The provincial government is raising the Highways Capital program to a total $398 million, according to Budget 2021, announced in the House April 7 by Finance Minister Scott Fielding.
The program level includes $22.9 million carry-over from unexpended funds for Highways Capital within Budget 2020. It also includes an incremental increase of $12.5 million, part of the Progressive Conservative 2019 election promise to move gradually to $400 million for the core Highways Cap program over 4 years.
In addition, Manitoba Infrastructure has budgeted $107 million worth of work in 2021, out of the $2020 Economic Restart investment program, announced last May in the midst of the economic shutdown triggered by the start of the COVID-19 pandemic. Of the $500-million restart investment program, MI was to see a total $215 million over two years, but that has been extended now to three years, due to a slower rollout of projects. Some $16.5 million was expended last year.
The provincial government has committed to budgeting no less than $500 million annually for Highways Capital in this and the next two years.
While glad to see the rising budget levels, MHCA President Chris Lorenc said the industry remains intent on its push for an annual and five-year budget to be made public by Manitoba Infrastructure.

Given entries:
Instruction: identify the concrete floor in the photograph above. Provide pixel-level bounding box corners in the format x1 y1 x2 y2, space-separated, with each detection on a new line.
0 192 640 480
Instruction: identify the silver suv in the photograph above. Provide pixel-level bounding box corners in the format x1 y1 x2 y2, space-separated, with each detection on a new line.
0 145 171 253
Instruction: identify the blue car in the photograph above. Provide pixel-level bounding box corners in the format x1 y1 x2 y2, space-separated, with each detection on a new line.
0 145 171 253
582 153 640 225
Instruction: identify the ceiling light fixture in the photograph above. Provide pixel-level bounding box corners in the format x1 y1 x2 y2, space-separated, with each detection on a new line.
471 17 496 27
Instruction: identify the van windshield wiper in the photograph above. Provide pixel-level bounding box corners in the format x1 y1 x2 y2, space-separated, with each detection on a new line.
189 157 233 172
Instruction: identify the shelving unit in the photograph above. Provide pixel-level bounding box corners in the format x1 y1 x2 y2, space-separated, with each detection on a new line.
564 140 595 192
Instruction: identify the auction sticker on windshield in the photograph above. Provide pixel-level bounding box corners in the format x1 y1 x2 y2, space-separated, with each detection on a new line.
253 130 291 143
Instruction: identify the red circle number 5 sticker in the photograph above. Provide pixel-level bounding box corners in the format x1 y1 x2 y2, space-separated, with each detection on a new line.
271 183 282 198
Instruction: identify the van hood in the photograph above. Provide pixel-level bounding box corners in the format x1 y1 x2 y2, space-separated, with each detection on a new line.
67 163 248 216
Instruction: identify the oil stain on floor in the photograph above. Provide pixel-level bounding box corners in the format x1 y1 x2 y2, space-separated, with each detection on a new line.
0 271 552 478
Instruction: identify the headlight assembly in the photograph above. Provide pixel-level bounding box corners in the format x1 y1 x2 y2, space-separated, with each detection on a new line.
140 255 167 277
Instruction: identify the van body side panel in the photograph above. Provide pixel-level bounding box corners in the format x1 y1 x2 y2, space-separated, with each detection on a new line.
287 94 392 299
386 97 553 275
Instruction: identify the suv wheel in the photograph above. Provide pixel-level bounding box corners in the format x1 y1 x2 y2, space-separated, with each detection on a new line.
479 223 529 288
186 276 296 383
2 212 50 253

Assignment: Please reproduce the passage of the Manitoba highways budget text starting at "The provincial government is" and ending at "Minister Scott Fielding.".

Answer section:
The provincial government is raising the Highways Capital program to a total $398 million, according to Budget 2021, announced in the House April 7 by Finance Minister Scott Fielding.